Exercise aim ▸ Count the lines in the records below that contain the string "mountain", treating uppercase and lowercase as different. Reply with the number alone.

Records ▸

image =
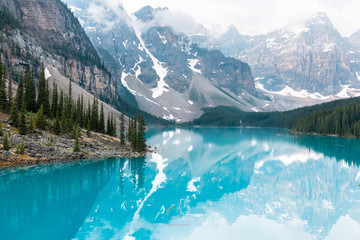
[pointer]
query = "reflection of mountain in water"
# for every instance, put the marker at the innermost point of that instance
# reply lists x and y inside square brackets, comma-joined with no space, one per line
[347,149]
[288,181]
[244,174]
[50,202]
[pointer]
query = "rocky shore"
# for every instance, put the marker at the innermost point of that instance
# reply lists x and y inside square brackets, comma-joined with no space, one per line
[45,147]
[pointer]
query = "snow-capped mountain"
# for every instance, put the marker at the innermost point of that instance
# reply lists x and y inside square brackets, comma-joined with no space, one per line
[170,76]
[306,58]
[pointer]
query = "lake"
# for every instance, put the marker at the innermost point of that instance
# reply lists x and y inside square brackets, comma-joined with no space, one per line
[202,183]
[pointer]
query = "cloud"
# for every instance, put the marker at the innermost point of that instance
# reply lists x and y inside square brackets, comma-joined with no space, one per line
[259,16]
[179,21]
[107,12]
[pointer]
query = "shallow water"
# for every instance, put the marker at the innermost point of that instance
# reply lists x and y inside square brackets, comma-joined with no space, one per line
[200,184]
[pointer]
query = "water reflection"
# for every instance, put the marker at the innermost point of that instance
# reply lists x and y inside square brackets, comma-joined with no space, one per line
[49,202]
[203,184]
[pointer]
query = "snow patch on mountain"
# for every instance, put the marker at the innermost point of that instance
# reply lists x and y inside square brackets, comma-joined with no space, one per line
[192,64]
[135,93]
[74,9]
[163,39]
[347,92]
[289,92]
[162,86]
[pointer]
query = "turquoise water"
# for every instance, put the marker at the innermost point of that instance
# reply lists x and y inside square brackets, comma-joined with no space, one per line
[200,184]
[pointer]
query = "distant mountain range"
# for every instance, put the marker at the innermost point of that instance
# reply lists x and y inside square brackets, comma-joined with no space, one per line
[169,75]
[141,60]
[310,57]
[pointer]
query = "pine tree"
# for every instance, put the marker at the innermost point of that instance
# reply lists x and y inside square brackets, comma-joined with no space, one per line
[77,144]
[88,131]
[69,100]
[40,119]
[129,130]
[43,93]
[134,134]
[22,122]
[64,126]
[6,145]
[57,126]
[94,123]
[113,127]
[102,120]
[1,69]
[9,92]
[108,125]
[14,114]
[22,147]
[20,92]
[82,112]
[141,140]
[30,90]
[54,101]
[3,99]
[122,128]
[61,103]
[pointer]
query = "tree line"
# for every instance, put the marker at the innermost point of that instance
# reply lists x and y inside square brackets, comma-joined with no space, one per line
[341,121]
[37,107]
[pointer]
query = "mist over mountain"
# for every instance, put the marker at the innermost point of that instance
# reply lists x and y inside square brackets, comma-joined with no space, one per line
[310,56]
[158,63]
--
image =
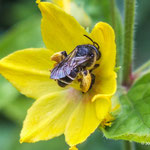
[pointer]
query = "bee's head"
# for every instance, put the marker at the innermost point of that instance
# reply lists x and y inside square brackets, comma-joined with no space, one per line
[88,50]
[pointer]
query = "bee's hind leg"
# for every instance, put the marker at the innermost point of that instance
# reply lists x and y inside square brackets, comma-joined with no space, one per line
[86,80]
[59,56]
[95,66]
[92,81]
--
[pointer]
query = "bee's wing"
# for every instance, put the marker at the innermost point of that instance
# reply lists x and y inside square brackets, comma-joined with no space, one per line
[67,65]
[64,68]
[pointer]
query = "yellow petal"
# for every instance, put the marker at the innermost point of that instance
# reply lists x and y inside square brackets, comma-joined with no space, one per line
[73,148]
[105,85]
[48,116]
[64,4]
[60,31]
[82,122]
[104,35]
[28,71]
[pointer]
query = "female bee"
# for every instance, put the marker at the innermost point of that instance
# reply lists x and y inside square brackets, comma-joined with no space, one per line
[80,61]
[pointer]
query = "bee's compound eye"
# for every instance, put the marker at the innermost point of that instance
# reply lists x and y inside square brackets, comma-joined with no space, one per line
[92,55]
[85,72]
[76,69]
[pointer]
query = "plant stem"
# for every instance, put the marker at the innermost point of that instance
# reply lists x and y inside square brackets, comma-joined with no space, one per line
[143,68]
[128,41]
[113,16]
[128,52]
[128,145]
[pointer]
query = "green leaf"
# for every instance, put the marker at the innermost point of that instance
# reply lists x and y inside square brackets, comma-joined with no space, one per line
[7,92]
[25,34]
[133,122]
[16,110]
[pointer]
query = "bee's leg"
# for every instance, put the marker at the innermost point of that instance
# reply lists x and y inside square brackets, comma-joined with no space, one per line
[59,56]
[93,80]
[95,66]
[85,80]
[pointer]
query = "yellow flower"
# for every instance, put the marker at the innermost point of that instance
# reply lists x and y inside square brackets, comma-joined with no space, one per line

Full output ▸ 5